What is being asked: Please output the section of the listing below that opens with the line containing "[pin] rectangular window" and closes with the line containing "[pin] crenellation (one", exactly and with nothing else.

Working data:
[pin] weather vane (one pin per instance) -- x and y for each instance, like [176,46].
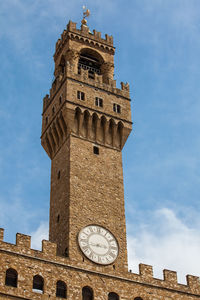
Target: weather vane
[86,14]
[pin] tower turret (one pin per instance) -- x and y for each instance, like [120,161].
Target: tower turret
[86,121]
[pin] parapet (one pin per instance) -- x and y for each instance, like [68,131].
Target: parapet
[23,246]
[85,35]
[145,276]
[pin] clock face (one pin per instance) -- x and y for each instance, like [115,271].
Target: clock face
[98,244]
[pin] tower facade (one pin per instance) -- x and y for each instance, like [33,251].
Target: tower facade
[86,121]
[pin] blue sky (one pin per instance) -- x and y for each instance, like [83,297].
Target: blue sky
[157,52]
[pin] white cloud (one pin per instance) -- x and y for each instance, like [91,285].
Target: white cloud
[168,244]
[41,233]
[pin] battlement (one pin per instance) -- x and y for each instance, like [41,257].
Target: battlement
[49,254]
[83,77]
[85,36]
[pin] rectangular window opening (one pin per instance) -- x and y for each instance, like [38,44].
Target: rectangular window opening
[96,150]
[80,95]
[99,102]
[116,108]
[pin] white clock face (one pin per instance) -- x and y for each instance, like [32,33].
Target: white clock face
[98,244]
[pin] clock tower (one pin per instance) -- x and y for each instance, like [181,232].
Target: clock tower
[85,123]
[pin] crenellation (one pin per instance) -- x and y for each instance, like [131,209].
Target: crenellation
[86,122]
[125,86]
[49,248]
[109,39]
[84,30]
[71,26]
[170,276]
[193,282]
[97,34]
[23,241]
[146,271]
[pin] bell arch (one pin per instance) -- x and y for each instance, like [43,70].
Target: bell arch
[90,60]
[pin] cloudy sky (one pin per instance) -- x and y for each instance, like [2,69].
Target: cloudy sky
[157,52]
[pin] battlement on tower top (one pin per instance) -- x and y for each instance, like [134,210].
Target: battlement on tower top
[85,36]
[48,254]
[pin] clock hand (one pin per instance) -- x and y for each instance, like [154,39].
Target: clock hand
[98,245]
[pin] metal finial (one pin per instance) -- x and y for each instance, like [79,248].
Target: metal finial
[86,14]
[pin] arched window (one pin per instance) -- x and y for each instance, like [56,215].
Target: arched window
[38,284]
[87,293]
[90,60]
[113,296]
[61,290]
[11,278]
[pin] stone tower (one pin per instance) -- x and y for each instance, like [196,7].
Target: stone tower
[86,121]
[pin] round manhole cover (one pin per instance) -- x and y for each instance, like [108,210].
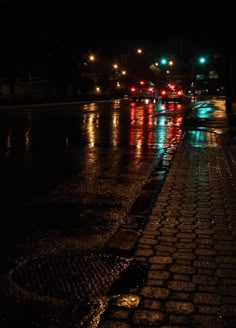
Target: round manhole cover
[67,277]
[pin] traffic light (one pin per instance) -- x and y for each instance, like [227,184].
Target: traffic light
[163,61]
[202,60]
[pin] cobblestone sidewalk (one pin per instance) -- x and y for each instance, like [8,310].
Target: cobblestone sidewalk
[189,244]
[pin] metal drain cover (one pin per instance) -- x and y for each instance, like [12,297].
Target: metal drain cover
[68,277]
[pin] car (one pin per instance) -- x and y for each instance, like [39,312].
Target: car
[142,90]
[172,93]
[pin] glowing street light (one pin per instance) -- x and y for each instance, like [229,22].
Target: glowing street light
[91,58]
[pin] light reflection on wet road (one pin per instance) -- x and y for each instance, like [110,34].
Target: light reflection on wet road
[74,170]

--

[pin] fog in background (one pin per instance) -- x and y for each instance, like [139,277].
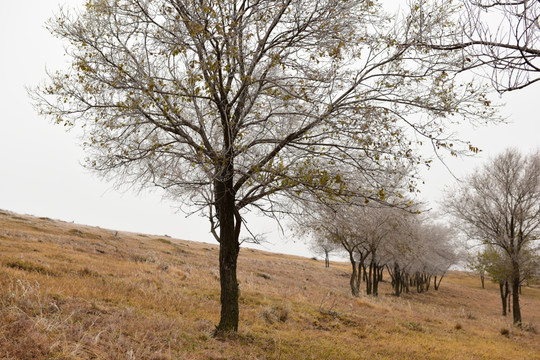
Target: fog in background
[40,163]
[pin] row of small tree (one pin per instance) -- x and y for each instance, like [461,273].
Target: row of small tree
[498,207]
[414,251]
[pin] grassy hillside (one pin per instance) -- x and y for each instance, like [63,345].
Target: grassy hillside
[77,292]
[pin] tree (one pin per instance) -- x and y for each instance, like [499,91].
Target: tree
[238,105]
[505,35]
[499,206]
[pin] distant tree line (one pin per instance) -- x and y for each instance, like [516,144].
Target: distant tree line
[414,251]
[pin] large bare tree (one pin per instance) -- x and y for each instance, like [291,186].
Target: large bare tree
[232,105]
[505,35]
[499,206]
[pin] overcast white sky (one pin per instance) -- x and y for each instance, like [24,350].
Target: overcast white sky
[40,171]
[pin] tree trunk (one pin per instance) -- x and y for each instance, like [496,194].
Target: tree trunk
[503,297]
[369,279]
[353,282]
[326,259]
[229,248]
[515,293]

Problem solution:
[pin] rectangular window opening (one pin per instance) -- x and y for each instance, like [38,44].
Target: rectangular window opening
[96,150]
[80,95]
[99,102]
[116,108]
[pin] white clock face (one pin per instance) -- x and y for each instance, like [32,33].
Target: white clock face
[98,244]
[pin] clock tower (one pin per instance) -- x and y for each instance, like [181,232].
Target: clock tower
[85,123]
[pin] crenellation (one pin per instance) -- x and y for each instance, like [131,209].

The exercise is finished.